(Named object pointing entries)
════

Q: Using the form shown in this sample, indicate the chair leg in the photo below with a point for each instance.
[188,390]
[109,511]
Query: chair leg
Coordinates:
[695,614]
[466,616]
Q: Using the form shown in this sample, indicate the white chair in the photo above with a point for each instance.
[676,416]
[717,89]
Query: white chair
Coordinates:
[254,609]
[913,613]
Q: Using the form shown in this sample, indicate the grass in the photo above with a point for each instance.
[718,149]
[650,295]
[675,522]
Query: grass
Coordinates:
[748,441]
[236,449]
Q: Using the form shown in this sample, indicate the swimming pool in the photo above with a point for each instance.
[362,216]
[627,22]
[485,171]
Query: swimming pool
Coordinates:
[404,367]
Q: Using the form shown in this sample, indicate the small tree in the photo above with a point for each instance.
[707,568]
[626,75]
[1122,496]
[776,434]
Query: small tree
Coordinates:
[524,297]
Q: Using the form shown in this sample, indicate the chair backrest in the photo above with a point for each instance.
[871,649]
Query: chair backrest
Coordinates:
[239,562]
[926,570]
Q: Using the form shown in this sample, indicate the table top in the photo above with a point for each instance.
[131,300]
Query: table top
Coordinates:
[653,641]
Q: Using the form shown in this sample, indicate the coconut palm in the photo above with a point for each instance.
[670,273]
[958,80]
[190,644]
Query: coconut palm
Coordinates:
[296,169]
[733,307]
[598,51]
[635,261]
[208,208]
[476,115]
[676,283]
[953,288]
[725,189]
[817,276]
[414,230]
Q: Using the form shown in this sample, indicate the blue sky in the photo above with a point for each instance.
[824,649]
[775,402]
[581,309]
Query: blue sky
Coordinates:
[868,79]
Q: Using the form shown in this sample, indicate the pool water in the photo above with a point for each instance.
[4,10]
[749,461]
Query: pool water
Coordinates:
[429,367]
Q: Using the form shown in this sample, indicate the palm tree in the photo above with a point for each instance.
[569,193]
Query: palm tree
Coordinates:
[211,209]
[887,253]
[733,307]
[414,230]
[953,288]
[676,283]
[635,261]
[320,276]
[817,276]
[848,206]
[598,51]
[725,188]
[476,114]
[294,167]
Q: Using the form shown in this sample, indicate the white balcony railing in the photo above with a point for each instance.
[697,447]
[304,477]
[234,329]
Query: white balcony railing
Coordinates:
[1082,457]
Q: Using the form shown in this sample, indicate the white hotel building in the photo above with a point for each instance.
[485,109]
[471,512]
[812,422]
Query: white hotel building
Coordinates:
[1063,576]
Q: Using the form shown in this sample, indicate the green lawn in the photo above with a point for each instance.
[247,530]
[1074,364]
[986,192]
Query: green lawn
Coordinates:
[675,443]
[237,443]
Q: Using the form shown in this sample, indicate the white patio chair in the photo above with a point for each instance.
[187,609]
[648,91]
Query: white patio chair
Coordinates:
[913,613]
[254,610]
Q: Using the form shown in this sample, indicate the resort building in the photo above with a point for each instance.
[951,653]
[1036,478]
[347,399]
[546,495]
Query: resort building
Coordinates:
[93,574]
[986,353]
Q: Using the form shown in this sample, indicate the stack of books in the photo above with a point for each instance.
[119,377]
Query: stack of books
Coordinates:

════

Please copy every line of the data above word for word, from beginning to end.

| THE SOLUTION |
Q: Using the form shown in this sample, indicate the chair leg in the photo below with a point for each instance.
[188,390]
[109,511]
Query: chair leg
Coordinates:
[695,614]
[466,616]
Q: Using the form shown in this sample, indicate the white chair in the photo above with a point for each instance.
[676,416]
[717,89]
Query: white chair
Coordinates:
[254,609]
[913,613]
Q: Using the form shown in this sample, indicate the grass in the photo above with a point for each instance.
[718,149]
[650,295]
[675,522]
Query: grass
Coordinates:
[748,441]
[236,449]
Q: Using the form shown in this sample, indicate the swimming pool in the photo above with a point for each instance.
[362,216]
[627,22]
[485,171]
Query: swimming pool
Coordinates:
[404,367]
Q: Using the form shown in this sample, indicate the small tree in the photo above with a point for each instance.
[707,568]
[626,75]
[1122,496]
[776,434]
Query: small tree
Coordinates:
[524,297]
Q: Using the form shown in this sample, indicate the chair backrest in the photo above with a point for each instance.
[871,649]
Query: chair backrest
Coordinates:
[239,562]
[926,570]
Q: Using the form shown in this sample, indicate the table top in the photo above with a point for each instance.
[131,300]
Query: table top
Coordinates:
[653,641]
Q: Using the form shown in this sample, indicate the coconut palm in the photo above with a point for each instance.
[670,273]
[958,80]
[190,644]
Query: coconut palm
Coordinates:
[296,169]
[733,307]
[598,51]
[635,261]
[208,208]
[476,115]
[676,283]
[953,288]
[725,189]
[817,276]
[414,230]
Q: Using the form shown in this sample, indicate the blue sky in the photo above with a point for each instance.
[824,649]
[775,402]
[581,309]
Query: blue sky
Coordinates:
[868,79]
Q: Using the form shown in this sample, indicate the pool water in the photo above with a point for each instance.
[4,10]
[749,461]
Query: pool water
Coordinates:
[429,367]
Q: Using the form shown in this sample, indicate the palm tree in the photo above with a point for each instance.
[569,193]
Query: palm tree
Coordinates:
[211,209]
[887,253]
[733,307]
[414,230]
[953,288]
[676,283]
[635,261]
[320,276]
[817,276]
[848,206]
[598,51]
[725,188]
[476,114]
[294,167]
Q: Using the form shown in this sample, indicate the white balcony railing in the photo above with a point for each instance.
[697,447]
[304,477]
[234,329]
Query: white balcony railing
Coordinates:
[1082,457]
Q: Using the form shown in this sample, indicate the white hotel building in the photo above with a point for each instance.
[485,109]
[471,512]
[812,422]
Query: white hotel building
Coordinates:
[1063,576]
Q: Using the form shown in this sample, indicate the green lawn in the photo above with a point for each instance.
[247,530]
[1074,364]
[986,192]
Query: green lawn
Coordinates:
[675,443]
[237,443]
Q: Using the form shown in this sample, indicate the white patio chair in the photo above with a point for each instance.
[187,609]
[648,91]
Query: white patio chair
Coordinates:
[913,613]
[254,610]
Q: Using the form shown in this sample, indicate the resort building in the photo above with a point for each instance.
[951,653]
[1036,478]
[347,399]
[546,495]
Query: resort building
Coordinates:
[93,574]
[986,353]
Q: Using the form shown in this sample, indicate the stack of books in the photo above with a point for each instance.
[119,377]
Query: stack of books
Coordinates:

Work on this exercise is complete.